* **THE REQUEST**
Switch every occurrence of "Put a point on" in the rows below to "Mark", leaving everything else unchanged, and give all the rows again without the pictures.

- - -

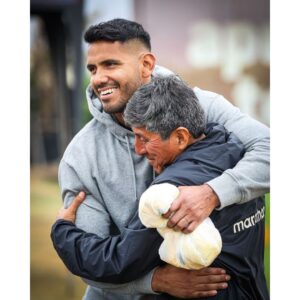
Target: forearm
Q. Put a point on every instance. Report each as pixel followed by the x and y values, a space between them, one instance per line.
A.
pixel 142 285
pixel 99 223
pixel 251 176
pixel 116 259
pixel 243 183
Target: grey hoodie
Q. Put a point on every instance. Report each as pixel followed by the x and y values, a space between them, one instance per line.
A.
pixel 101 161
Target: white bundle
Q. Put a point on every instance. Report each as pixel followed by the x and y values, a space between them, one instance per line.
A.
pixel 195 250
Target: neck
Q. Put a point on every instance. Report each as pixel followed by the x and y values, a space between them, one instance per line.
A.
pixel 119 117
pixel 193 140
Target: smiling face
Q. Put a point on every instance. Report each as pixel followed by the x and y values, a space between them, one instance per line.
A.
pixel 117 70
pixel 158 152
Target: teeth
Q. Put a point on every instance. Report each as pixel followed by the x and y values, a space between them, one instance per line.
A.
pixel 107 92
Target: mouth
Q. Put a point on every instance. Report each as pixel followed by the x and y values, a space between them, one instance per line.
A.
pixel 106 93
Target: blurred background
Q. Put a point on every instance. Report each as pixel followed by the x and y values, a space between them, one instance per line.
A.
pixel 222 46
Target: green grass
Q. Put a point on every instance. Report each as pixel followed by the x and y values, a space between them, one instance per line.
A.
pixel 49 279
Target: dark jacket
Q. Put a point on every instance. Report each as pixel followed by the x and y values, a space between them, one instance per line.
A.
pixel 126 257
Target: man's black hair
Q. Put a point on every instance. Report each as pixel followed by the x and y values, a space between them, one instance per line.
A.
pixel 117 30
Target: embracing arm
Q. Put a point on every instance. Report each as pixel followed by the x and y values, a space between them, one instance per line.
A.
pixel 92 217
pixel 114 259
pixel 250 178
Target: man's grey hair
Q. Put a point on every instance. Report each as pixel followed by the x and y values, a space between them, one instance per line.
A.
pixel 163 105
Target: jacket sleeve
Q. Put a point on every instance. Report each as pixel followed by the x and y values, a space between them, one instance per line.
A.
pixel 92 217
pixel 250 178
pixel 115 259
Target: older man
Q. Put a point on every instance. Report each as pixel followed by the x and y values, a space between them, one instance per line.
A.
pixel 169 128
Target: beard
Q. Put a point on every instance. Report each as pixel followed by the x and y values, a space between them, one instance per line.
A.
pixel 126 94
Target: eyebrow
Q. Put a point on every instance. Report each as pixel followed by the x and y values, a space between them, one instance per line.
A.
pixel 105 62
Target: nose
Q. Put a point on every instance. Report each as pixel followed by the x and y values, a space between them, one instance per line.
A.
pixel 99 78
pixel 139 147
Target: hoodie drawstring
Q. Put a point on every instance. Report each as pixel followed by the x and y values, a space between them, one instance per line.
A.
pixel 132 167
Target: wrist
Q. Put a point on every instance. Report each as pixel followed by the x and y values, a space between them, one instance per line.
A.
pixel 157 280
pixel 213 196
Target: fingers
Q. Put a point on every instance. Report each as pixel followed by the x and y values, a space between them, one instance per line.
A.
pixel 76 202
pixel 190 228
pixel 212 271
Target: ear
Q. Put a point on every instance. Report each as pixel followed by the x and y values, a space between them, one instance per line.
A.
pixel 181 137
pixel 148 63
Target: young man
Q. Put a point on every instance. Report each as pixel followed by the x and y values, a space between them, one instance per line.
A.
pixel 101 159
pixel 170 130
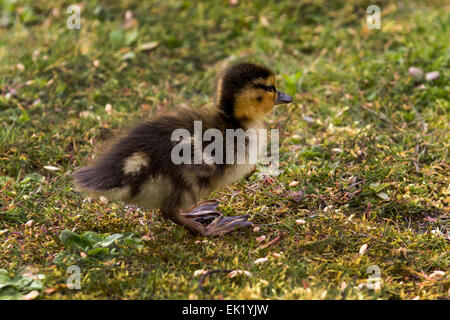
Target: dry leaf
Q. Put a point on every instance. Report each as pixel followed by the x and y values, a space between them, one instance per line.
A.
pixel 199 272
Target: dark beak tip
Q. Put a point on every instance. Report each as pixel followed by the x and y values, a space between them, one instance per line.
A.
pixel 283 98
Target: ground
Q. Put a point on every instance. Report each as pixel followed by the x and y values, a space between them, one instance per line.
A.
pixel 364 184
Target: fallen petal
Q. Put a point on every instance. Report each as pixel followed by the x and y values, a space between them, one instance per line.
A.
pixel 432 75
pixel 363 249
pixel 261 260
pixel 416 72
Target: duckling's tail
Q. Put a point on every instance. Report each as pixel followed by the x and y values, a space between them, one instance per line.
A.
pixel 98 178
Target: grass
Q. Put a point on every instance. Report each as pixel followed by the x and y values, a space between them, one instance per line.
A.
pixel 365 141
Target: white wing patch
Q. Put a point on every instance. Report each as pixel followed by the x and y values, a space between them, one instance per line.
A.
pixel 135 163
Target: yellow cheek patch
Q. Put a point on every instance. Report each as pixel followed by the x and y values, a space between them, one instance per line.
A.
pixel 248 106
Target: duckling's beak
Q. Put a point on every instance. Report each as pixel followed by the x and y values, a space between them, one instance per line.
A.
pixel 283 98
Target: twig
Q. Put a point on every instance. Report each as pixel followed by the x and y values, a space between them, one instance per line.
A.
pixel 281 235
pixel 207 273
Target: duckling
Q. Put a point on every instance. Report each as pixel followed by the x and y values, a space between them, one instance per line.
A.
pixel 140 168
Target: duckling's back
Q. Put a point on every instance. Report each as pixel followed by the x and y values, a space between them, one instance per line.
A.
pixel 138 168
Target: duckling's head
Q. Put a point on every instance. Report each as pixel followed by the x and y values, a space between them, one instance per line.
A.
pixel 248 91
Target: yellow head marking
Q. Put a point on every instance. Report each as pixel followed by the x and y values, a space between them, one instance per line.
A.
pixel 256 99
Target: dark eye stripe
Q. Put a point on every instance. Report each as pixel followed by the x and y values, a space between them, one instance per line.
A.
pixel 267 88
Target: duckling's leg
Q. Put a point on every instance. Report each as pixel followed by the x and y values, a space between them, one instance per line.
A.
pixel 205 210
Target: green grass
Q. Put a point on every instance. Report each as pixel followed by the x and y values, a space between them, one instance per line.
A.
pixel 367 143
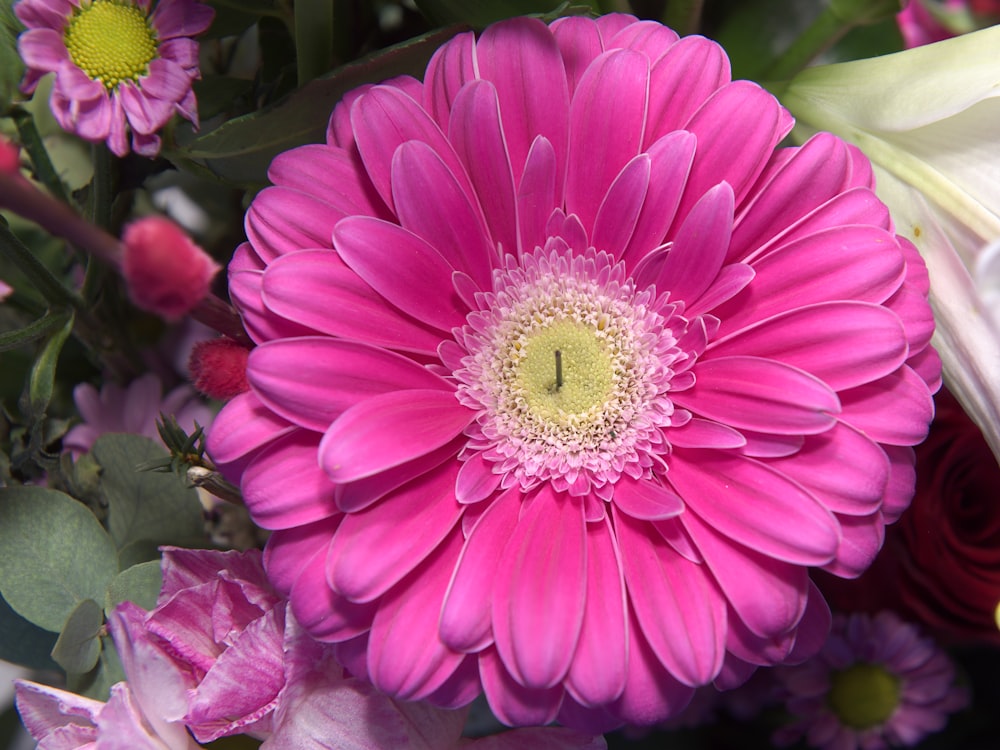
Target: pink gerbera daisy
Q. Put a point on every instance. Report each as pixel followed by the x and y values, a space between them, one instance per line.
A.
pixel 565 375
pixel 120 65
pixel 877 683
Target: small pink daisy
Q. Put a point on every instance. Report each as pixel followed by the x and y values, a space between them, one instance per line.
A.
pixel 565 375
pixel 877 683
pixel 119 65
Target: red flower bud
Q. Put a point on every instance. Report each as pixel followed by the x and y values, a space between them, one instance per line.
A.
pixel 219 368
pixel 165 271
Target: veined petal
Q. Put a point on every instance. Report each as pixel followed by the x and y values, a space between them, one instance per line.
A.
pixel 538 598
pixel 760 394
pixel 313 380
pixel 418 281
pixel 387 430
pixel 756 506
pixel 405 526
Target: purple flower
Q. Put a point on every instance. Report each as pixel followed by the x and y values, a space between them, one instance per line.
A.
pixel 120 65
pixel 876 683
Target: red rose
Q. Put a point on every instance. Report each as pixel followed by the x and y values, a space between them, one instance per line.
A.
pixel 941 561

- - -

* **EXPECTED ANSWER**
Target: forearm
Q. Mark every instance. Report each as pixel followed by the x and y values, a space between them, one instance per line.
A.
pixel 142 285
pixel 99 223
pixel 251 176
pixel 116 259
pixel 243 183
Target: grey hoodie
Q. Mark every instance. Report each as pixel followed by the x and y values, a space between them, one instance per line.
A.
pixel 101 161
Target: white bundle
Q. Mark every instance. Report each as pixel followed by the x and y values, a space between them, one instance per line.
A.
pixel 195 250
Target: neck
Q. Mark every instance. Report each as pixel followed by the x and y values, a space between them, one instance per line.
A.
pixel 119 117
pixel 193 140
Target: smiling face
Q. Mark every instance. Report each as pixel followed by the x and y values, a space between them, one instance per line.
A.
pixel 117 70
pixel 158 152
Target: teeth
Q. Mark every instance. Report each as pixel followed by the x and y values, a space between them, one instance per line.
A.
pixel 107 92
Target: mouth
Q. Mark every instance. Report each as pixel followed by the x and y values, a space between them, one instance per line.
A.
pixel 106 93
Target: blurred background
Q. Mark every instance. Report each as pixel followed by the x and y values, a space between them, one instance per line.
A.
pixel 222 46
Target: green grass
Q. Mark every instance. Report each as pixel followed by the x and y values, a space between them, one instance per line.
A.
pixel 49 279
Target: dark jacket
Q. Mark every instance. Report each as pixel followed by the x and y values, a space between them, one instance per line.
A.
pixel 126 257
Target: man's black hair
Q. Mark every instance. Report each as pixel followed by the x and y values, a space between them, one instance per line.
A.
pixel 117 30
Target: embracing arm
Q. Mark every instance. Report each as pixel followed by the x and y values, a space between them, one instance per line.
A.
pixel 92 217
pixel 114 259
pixel 250 178
Target: man's grey hair
Q. Mark every instance. Report each as pixel followed by the x and y values, a space between them, one instance per line.
A.
pixel 163 105
Target: jacket sleeve
Q. Mark every instance. Report each as pixel followed by the x and y values, a space between them, one instance per line.
A.
pixel 92 217
pixel 250 178
pixel 115 259
Target: older man
Q. Mark every instance. Report each as pixel followed by the x and y values, a space between them, one instance per line.
A.
pixel 169 128
Target: beard
Q. Mark every instance. Report each as pixel followed by the x and y values, a space between them, one instance per line.
A.
pixel 126 94
Target: eyebrow
Q. Mark every instance. Report each as pixel followed by the x and y values, a space between them, one instance per line.
A.
pixel 105 62
Target: nose
Q. Mark every instance. Report each as pixel followed by the x and y values, a space between them, one instance per line.
A.
pixel 99 78
pixel 139 147
Target: hoodie drawstring
Q. Mark every instance. Report each as pixel followed by the x and y values, a space between them, one instance per line.
A.
pixel 132 167
Target: wrist
Q. Mark every instance. Report each as pixel followed by the x and y values, a space between them, one instance per line.
A.
pixel 157 280
pixel 213 196
Target: fingers
Q. Mark every instance. Report each as pixel followed by the x and y values, a space between them, one instance per line.
A.
pixel 76 202
pixel 190 228
pixel 212 271
Target: ear
Q. Mark every instance. Report each as pixel followed by the x and y values, a space between them, one instance per line.
A.
pixel 181 137
pixel 148 63
Target: young man
Q. Mark every instance. Report each as pixel followed by the x and y values, a space between them, one instance per line.
A.
pixel 101 159
pixel 170 130
Target: dry leaf
Q. Mark every instance. Report each as pixel followed by the x and y values, a space between them, one instance per line.
A.
pixel 199 272
Target: dark beak tip
Q. Mark every instance. Report each as pixel followed by the x and y values, a space between them, one instance per line.
A.
pixel 283 98
Target: ground
Q. Mark every instance. Report each as pixel followed by the x and y values, a space between them, one instance per line.
A.
pixel 364 184
Target: fallen petal
Q. Mark every instance. Report each as pixel followed by the x and y values, a space between them, one instance per line.
A.
pixel 432 75
pixel 363 249
pixel 261 260
pixel 416 72
Target: duckling's tail
Q. Mark every instance. Report each as pixel followed by the x and y values, a space between them, one instance per line.
A.
pixel 98 178
Target: grass
Q. Mark every instance. Report each as pixel followed by the x and y values, a space between them, one instance per line.
A.
pixel 365 141
Target: white wing patch
Q. Mark every instance. Report each as pixel followed by the x and y values, a space between them, one instance per line.
A.
pixel 135 163
Target: yellow cheek patch
Q. Mark every instance. Report each as pixel followed by the x and y values, a space between them, one instance per line.
A.
pixel 248 106
Target: duckling's beak
Q. Mark every instance. Report each as pixel followed by the x and y values, a space between them, one instance per line.
A.
pixel 283 98
Target: twig
Q. Mark every instance. Report each as pixel followed by the x and y values, a space between them, one instance per line.
A.
pixel 281 235
pixel 207 273
Target: duckling
Q. Mark every instance. Report each as pixel followed by the x and y values, a space between them, one instance per line.
A.
pixel 140 168
Target: duckling's back
Q. Mark every instance. Report each as pixel followed by the x and y values, a space between them, one instance per line.
A.
pixel 138 168
Target: duckling's head
Q. Mark every instance. Report each as pixel followed by the x and y values, a space between them, one instance per line.
A.
pixel 248 91
Target: yellow head marking
Q. Mark every instance. Report each as pixel followed by the x and y values, a space between them, one instance per line.
A.
pixel 256 99
Target: dark eye stripe
Q. Mark every instance. Report each as pixel followed by the x and y values, a space between them, one instance per line.
A.
pixel 267 88
Target: duckling's leg
Q. Mark every instance. Report each as pixel followed by the x and y values, a space between them, one instance per line.
A.
pixel 205 210
Target: green grass
Q. Mark every instance. Report each as pixel followed by the x and y values, a space between them, one instance per line.
A.
pixel 367 143
Target: pink gerbera daisy
Q. Mark every instance. Report each as pixel followed by the x and y values, a space between them, one instance per line.
A.
pixel 565 375
pixel 120 65
pixel 877 683
Target: small pink daisy
Q. Mark every instance. Report each as pixel followed by the x and y values, a space between them, one instance per line.
A.
pixel 565 375
pixel 877 683
pixel 119 65
Target: red flower bud
Q. Mark every instance. Report each as pixel followed by the x and y values, a space between them, one instance per line.
A.
pixel 219 368
pixel 165 271
Target: veined petal
Q. Mark every instance. Report each as pixel followed by the x and y values, a space between them, one instance per line.
A.
pixel 538 598
pixel 760 394
pixel 313 380
pixel 418 281
pixel 387 430
pixel 756 506
pixel 405 526
Target: purple flower
Q. Mark every instance. Report each as pixel followed by the x and y values, a space between them, one instance per line.
A.
pixel 120 65
pixel 876 683
Target: red rose
Q. Mark every instance. Report each as pixel followed by the x and y values, a space between them, one instance per line.
A.
pixel 941 561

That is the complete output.